** PASSAGE SHOWN **
PIMS online graduate course on Optimal Transport + gradient flows

For the most up-to-date information see this webpage: https://kantorovich.org/event/ot-gradient-flows/

This course is on the theory of Wasserstein gradient flows based on the formal Riemannian calculus due to Otto. Apart from the classical examples, we will also discuss many modern variations such as Wasserstein mirror gradient flows that come up in applications. A fruitful interaction between probability, geometry, and PDE theory will be developed simultaneously.

The course is being offered simultaneously at Korea Advanced Institute of Science and Technology (KAIST) and the PIMS network, including the University of Washington, Seattle. Due to different time schedules for individual campuses and the time zones, the course has an unusual structure. Please read the details below carefully.

Professors: Young-Heon Kim (UBC and KAIST), yhkim@math.ubc.ca

         and  Soumik Pal (UW), soumikpal@gmail.com

Lecture hours: 6:30 p.m. - 8 p.m. Pacific on Tuesdays and Thursdays

Thus we will have two classes per week, each for 90 mins.

Lectures will be taught over Zoom and videos and notes will be made available to everyone afterwards.

A Slack channel will be used to communicate with students and distribute all teaching material.

There will be no exams in this course. Occasional homework problems will be provided.

Registration: Canadian PIMS campus students can register through the Western Deans Agreement. UW students can register for MATH 581 F. Otherwise please write to one of the instructors to attend the course as a non-registered student.

The course has two parts.

** EXERCISE TASK A **
Locate each line in the rows that contains the string "green" and copy those lines.
The rows have no connection to the course announcement.

[Source rows]

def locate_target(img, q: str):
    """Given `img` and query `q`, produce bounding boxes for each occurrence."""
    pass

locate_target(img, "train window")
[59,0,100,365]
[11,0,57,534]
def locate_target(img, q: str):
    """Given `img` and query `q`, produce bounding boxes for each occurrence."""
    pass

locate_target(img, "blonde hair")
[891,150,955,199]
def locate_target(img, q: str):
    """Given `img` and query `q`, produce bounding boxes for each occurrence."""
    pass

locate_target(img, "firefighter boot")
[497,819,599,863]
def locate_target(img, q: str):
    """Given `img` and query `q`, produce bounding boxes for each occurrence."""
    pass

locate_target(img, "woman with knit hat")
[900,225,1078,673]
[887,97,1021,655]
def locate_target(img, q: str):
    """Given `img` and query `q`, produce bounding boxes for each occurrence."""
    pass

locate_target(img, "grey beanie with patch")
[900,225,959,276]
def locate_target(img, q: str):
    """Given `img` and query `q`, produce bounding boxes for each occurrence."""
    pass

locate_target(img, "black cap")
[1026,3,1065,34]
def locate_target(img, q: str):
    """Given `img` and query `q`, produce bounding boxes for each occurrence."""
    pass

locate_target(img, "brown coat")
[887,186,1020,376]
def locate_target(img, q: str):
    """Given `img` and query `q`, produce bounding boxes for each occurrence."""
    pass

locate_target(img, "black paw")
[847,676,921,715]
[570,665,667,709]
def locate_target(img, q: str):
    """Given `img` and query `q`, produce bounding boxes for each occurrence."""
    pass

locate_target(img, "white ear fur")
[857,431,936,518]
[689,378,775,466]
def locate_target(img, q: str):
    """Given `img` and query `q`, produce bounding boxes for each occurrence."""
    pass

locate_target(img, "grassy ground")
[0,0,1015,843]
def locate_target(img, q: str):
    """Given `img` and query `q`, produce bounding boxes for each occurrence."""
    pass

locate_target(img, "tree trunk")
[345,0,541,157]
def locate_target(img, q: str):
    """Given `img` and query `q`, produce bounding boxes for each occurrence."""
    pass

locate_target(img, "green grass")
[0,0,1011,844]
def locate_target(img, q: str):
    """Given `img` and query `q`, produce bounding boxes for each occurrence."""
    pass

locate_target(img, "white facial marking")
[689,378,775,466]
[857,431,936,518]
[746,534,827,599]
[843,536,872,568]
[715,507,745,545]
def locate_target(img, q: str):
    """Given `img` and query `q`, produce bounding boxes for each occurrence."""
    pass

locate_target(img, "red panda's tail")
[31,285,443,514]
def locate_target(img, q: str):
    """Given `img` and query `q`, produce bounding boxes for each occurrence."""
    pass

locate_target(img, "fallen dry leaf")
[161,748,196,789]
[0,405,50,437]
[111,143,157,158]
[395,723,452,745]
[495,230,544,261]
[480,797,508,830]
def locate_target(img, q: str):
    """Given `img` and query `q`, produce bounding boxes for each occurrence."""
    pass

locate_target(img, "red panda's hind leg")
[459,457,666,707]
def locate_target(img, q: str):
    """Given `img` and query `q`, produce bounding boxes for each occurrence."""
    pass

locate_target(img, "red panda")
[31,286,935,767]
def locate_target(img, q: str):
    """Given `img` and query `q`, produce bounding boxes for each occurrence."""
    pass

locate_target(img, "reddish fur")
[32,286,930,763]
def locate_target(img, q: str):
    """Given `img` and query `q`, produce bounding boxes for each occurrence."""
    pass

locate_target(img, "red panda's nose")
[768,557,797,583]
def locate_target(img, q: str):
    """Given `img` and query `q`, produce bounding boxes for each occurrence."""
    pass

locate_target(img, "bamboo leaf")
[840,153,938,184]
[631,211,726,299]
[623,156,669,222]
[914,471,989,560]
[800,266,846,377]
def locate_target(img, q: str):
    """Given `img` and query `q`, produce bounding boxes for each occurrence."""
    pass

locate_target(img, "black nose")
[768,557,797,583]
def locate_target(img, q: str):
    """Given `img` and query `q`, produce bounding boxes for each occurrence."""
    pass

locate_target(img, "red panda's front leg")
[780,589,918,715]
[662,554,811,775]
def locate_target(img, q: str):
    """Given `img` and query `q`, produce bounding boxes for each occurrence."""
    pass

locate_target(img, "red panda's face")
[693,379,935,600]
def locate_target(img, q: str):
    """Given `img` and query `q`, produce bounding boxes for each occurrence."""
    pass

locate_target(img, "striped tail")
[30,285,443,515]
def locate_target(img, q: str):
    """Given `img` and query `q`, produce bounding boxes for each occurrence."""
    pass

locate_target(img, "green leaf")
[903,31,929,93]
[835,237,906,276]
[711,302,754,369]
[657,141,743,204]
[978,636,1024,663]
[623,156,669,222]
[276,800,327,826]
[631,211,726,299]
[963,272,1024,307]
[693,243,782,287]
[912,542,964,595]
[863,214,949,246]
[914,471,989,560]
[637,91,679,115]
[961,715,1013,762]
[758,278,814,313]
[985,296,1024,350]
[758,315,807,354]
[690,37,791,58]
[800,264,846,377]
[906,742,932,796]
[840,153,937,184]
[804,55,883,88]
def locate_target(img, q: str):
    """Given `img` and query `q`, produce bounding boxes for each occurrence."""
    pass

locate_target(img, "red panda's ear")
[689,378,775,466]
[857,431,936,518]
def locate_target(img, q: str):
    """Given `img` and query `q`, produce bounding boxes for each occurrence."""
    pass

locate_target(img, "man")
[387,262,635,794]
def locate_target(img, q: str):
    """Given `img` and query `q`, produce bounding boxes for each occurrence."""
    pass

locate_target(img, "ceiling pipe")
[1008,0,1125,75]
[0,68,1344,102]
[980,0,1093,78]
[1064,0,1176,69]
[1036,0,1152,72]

** EXERCISE TASK B **
According to the course announcement, why does the course have an unusual structure? Answer in one to three sentences.

** TASK RESPONSE A **
locate_target(img, "green grass")
locate_target(img, "green leaf")

** TASK RESPONSE B **
The course is offered at the same time at KAIST and across the PIMS network, and the individual campuses have different time schedules and are in different time zones.